## TEXTO PROPORCIONADO:
Nos despedimos para siempre del amor de nuestras vidas y por un momento del vecino. También nos despedimos para siempre de las personas en la tienda de discos, aunque uno nunca sabe realmente, y por un momento de nuestros compañeros del trabajo, aunque tampoco uno nunca realmente sabe.
Nos despedimos, nos despedimos, nos despedimos. Somos seres nómadas de espíritus itinerantes. Por eso nos andamos despidiendo por aquí y por allá. Pero no todas las despedidas son iguales. Hay unas más diferentes que otras. La intensidad es lo que las distingue. Y su intensidad está determinada por su intensión, más que por su extensión. Por eso no importa cuánto dure, sino cuánto se sienta. A veces nos despedimos de alguien a quien acabamos de encontrar y disfrutar en la vida, y nos enferma profundamente. Otras veces nos despedimos de alguien a quien sufrimos toda la vida, o mucho tiempo de toda la vida, y nos alivia profundamente. Otras de plano nos despedimos sin mucho afán de alguien a quien no consideramos en nuestra vida, hasta que vuelve para encarnársenos.

## ENUNCIADO:
Transcribe literalmente el fragmento del texto sobre las despedidas que va entre "Nos despedimos, nos" y "vuelve para encarnársenos.", ambos incluidos.

Entradas de identificación de ubicaciones:

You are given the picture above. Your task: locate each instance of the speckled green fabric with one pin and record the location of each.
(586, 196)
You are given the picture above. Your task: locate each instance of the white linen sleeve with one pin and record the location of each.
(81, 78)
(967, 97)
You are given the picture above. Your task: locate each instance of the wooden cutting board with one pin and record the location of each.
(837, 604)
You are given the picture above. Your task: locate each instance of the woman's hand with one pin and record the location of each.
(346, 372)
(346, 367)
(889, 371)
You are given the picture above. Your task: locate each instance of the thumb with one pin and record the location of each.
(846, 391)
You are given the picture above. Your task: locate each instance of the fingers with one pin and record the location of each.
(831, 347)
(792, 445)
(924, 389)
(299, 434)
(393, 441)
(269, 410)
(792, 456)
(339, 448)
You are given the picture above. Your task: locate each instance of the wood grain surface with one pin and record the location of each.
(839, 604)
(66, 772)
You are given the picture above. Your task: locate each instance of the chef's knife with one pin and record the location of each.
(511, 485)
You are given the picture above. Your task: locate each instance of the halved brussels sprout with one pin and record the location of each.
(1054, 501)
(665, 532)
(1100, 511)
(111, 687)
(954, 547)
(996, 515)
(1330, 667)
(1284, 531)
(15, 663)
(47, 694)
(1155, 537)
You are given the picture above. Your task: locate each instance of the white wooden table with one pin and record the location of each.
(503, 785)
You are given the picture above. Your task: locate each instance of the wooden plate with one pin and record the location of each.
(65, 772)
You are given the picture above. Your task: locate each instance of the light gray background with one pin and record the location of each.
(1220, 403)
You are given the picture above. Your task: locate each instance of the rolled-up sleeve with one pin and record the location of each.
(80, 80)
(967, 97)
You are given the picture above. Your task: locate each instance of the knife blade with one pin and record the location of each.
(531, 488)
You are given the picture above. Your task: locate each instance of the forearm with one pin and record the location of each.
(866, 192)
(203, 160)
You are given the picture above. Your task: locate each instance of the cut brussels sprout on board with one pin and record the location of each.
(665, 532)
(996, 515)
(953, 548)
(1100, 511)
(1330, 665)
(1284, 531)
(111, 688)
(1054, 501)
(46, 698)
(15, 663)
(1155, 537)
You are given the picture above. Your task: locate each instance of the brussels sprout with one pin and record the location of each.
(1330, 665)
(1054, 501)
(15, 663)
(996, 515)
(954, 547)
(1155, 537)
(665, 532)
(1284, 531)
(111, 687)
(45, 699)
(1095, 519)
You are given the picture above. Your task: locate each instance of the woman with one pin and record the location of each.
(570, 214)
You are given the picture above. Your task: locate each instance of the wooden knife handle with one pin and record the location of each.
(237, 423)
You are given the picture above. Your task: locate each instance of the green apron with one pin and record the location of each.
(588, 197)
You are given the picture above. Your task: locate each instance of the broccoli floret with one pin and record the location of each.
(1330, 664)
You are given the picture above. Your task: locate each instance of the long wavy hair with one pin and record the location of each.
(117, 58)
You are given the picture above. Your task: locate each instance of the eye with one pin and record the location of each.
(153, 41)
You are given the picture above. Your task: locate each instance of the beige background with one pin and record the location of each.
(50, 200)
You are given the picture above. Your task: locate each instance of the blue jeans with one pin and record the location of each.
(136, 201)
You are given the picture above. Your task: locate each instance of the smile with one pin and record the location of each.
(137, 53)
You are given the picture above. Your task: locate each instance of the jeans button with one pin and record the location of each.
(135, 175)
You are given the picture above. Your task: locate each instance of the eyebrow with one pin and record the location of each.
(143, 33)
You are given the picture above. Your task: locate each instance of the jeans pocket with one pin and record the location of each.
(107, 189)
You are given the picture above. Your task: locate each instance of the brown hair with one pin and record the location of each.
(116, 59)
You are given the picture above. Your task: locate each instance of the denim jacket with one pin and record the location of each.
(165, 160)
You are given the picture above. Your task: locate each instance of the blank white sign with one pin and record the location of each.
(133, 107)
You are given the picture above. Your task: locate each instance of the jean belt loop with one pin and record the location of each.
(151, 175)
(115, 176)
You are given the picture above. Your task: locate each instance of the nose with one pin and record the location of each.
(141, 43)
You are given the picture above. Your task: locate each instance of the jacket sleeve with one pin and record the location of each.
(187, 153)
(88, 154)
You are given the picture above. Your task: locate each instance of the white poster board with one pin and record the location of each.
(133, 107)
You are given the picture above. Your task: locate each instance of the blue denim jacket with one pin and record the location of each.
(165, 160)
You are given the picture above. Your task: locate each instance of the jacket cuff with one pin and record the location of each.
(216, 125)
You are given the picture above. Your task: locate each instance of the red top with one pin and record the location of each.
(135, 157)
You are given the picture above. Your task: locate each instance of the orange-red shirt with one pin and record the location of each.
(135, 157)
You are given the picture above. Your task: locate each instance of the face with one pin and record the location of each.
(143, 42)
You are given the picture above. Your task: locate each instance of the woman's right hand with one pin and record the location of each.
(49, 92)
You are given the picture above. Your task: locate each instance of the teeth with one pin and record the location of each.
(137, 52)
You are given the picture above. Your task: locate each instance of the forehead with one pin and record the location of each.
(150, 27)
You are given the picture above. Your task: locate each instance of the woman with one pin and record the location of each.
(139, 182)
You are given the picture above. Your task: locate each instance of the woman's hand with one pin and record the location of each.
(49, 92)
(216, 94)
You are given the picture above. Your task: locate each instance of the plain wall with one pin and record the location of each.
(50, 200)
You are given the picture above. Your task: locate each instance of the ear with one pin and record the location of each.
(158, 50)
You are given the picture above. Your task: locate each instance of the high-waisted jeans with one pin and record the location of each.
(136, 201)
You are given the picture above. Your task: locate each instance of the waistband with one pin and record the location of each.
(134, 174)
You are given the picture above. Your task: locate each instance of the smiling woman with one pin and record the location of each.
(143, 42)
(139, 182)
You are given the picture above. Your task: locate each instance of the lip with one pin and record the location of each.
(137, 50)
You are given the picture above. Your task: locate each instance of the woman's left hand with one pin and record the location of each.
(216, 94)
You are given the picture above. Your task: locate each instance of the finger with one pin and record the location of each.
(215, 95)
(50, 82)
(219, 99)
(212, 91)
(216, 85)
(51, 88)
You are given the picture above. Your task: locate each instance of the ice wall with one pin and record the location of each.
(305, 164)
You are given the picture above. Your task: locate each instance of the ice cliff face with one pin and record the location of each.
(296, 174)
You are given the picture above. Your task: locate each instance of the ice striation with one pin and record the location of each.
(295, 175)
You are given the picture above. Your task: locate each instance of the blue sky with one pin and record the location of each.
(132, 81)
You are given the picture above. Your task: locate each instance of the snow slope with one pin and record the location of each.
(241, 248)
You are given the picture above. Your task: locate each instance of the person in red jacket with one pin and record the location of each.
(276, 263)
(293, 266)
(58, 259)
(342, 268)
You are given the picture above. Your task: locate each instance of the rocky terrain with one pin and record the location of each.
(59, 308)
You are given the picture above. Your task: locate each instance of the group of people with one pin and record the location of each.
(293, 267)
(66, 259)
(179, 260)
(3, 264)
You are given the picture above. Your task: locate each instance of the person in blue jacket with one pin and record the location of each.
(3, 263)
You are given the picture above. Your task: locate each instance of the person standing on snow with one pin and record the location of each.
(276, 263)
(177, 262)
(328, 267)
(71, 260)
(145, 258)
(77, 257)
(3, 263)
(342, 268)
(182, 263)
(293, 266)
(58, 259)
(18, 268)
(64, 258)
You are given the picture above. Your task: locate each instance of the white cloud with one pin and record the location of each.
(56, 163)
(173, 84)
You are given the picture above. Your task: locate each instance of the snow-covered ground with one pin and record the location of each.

## RESPUESTA:
Nos despedimos, nos despedimos, nos despedimos. Somos seres nómadas de espíritus itinerantes. Por eso nos andamos despidiendo por aquí y por allá. Pero no todas las despedidas son iguales. Hay unas más diferentes que otras. La intensidad es lo que las distingue. Y su intensidad está determinada por su intensión, más que por su extensión. Por eso no importa cuánto dure, sino cuánto se sienta. A veces nos despedimos de alguien a quien acabamos de encontrar y disfrutar en la vida, y nos enferma profundamente. Otras veces nos despedimos de alguien a quien sufrimos toda la vida, o mucho tiempo de toda la vida, y nos alivia profundamente. Otras de plano nos despedimos sin mucho afán de alguien a quien no consideramos en nuestra vida, hasta que vuelve para encarnársenos.